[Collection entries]

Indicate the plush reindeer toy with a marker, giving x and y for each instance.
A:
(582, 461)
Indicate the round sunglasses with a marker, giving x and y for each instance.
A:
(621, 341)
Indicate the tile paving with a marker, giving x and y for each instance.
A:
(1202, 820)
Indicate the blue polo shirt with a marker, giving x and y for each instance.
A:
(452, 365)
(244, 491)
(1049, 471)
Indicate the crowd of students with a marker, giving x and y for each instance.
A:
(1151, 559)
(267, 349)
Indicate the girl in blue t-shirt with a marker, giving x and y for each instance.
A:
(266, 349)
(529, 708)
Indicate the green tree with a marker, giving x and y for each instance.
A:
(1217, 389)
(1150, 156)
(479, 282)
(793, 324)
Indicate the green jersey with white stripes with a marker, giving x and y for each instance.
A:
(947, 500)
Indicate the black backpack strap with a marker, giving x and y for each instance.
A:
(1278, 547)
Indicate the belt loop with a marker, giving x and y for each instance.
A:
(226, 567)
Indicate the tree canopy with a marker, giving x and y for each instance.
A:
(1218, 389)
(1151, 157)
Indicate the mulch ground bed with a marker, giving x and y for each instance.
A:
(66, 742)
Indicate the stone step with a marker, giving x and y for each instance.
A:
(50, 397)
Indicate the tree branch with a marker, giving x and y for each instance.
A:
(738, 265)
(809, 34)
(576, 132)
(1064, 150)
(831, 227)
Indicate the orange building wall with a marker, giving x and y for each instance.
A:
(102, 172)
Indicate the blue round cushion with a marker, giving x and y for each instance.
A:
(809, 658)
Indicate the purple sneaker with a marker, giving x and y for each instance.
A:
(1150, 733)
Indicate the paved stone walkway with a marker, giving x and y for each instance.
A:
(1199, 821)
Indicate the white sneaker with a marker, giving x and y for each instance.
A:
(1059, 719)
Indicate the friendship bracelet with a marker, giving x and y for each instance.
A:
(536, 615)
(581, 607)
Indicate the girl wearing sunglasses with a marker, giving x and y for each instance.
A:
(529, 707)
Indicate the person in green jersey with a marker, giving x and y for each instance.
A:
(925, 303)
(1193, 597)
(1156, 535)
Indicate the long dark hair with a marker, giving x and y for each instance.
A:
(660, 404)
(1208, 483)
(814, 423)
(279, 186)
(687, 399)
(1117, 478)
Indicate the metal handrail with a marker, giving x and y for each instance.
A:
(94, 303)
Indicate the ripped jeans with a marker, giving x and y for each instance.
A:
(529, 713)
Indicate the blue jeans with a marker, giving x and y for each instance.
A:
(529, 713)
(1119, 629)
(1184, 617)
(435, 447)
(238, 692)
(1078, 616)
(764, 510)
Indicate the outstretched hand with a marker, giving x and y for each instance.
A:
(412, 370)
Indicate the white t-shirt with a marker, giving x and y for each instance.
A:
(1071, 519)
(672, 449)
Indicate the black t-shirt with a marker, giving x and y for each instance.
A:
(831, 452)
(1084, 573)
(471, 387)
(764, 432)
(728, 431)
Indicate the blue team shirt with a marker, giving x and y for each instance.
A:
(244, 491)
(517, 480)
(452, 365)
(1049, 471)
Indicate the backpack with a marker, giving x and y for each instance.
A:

● What is being asked: Render every one of the collection entries above as a numbered list, leaving out any blank lines.

● Exercise response:
1. Indicate the plush reindeer toy with a marker, giving x and y for each instance.
2. A:
3. (582, 461)
4. Indicate the round sunglasses with a marker, giving x and y for each instance.
5. A:
6. (621, 341)
7. Indicate the tile paving with a marker, giving x and y for each instance.
8. A:
9. (1202, 820)
10. Indicate the blue polo shirt with a marker, giving x and y for each instance.
11. A:
12. (452, 365)
13. (244, 491)
14. (1049, 471)
15. Indicate the crowd of students with a marker, giving x and y for each instance.
16. A:
17. (1151, 559)
18. (267, 349)
19. Indicate the girl in blue t-shirt with a marker, giving x and y for each instance.
20. A:
21. (266, 349)
22. (529, 708)
23. Indicate the green tree with a marker, giving x and y for each instance.
24. A:
25. (1217, 389)
26. (1150, 156)
27. (479, 282)
28. (793, 324)
29. Indicate the green jersey with white stripes with a marker, giving x and y for each instance.
30. A:
31. (947, 500)
32. Indicate the black backpack strap with a marker, giving x and y for each instance.
33. A:
34. (1278, 547)
35. Indicate the belt loop with a marker, giving x and y for each instance.
36. A:
37. (226, 567)
38. Indicate the tree canopy with a marker, giving x and y for each instance.
39. A:
40. (1218, 389)
41. (1151, 157)
42. Indicate the mulch ground bed with a marker, giving x and y for each instance.
43. A:
44. (66, 742)
45. Indicate the stone step with a marker, giving x and y for each instance.
46. A:
47. (50, 397)
48. Indicate the tree branch with a marker, giving x and y for each instance.
49. A:
50. (738, 265)
51. (809, 34)
52. (576, 132)
53. (1064, 150)
54. (831, 227)
55. Indicate the orange building wall with a marker, giving x and y for each instance.
56. A:
57. (102, 172)
58. Indicate the blue round cushion with a marker, giving x and y for each instance.
59. A:
60. (809, 658)
61. Indicate the purple sneaker with a marker, giving x and y for each instance.
62. A:
63. (1150, 733)
64. Indicate the paved stone walkway with a marker, giving x and y for each instance.
65. A:
66. (1199, 821)
67. Indicate the white sneaker with a marker, giving x and y for each instance.
68. A:
69. (1059, 719)
70. Indicate the friendship bracelet with a marker, giving x and y for each instance.
71. A:
72. (536, 615)
73. (581, 607)
74. Indicate the girl wearing sunglasses with a marker, giving x and y for each instance.
75. A:
76. (529, 707)
77. Indicate the person in green jersey with a marker, giving x and y for each instance.
78. A:
79. (925, 303)
80. (1193, 597)
81. (1156, 535)
82. Indicate the long dark hair with a marker, giving x and y for each instance.
83. A:
84. (660, 404)
85. (1208, 483)
86. (814, 423)
87. (279, 186)
88. (687, 399)
89. (1117, 478)
90. Indicate the metal handrail with a marker, giving x and y for each instance.
91. A:
92. (94, 303)
93. Indicate the ripped jeans with a marker, giving x and y for each instance.
94. A:
95. (529, 713)
96. Indicate the blue jeans with a marker, giving x and y for each instance.
97. A:
98. (529, 713)
99. (1119, 629)
100. (1184, 617)
101. (435, 447)
102. (238, 692)
103. (1078, 616)
104. (764, 510)
105. Indicate the outstretched hand with a marker, giving x and y for each instance.
106. A:
107. (412, 370)
108. Indicate the white t-shirt with a marker, giving x and y for each instance.
109. A:
110. (1071, 519)
111. (672, 449)
112. Indicate the black t-shirt with a marker, giving x and y for each instance.
113. A:
114. (831, 452)
115. (1084, 573)
116. (471, 387)
117. (764, 432)
118. (728, 431)
119. Indicate the blue team shirt with a marker, giving x and y for each instance.
120. A:
121. (244, 491)
122. (517, 480)
123. (452, 365)
124. (1049, 471)
125. Indicate the backpack with a marker, giving x and y for each instance.
126. A:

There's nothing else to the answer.